Data listing:

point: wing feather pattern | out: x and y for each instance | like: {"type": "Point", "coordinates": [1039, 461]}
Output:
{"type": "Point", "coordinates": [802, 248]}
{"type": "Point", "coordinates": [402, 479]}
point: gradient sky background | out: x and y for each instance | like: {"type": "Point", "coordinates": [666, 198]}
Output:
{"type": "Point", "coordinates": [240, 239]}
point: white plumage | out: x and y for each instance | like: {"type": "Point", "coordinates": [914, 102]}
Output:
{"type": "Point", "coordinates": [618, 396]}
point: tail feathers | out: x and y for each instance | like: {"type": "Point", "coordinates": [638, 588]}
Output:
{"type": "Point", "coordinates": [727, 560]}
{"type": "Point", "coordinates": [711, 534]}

--

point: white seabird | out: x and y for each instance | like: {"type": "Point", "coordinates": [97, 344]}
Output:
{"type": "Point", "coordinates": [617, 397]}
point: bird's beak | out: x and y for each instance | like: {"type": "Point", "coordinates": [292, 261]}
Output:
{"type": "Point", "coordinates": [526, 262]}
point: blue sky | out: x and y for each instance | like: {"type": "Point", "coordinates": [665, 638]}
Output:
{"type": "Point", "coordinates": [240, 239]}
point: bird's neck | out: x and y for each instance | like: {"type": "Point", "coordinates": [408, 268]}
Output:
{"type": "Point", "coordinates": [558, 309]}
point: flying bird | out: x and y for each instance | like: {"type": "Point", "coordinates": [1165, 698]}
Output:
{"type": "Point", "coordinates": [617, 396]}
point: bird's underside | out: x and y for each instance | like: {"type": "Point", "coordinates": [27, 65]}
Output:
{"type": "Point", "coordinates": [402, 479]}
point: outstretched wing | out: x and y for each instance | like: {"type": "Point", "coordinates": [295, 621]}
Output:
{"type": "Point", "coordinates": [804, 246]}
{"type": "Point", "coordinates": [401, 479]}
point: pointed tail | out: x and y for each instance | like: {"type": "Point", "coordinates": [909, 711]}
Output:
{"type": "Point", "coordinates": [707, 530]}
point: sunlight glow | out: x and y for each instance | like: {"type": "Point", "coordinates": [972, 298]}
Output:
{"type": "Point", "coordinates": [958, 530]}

---

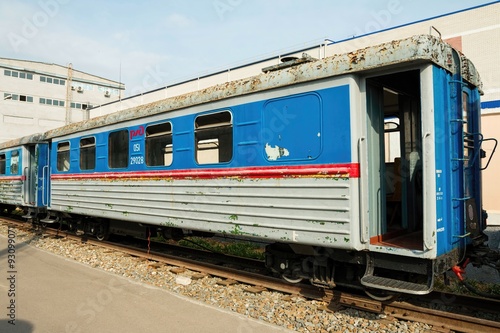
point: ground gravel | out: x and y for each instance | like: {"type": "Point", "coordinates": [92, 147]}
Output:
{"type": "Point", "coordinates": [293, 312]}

What needs to be done:
How many lines above contain the string "white" with matching case? Reply with the number only.

Expected answer:
2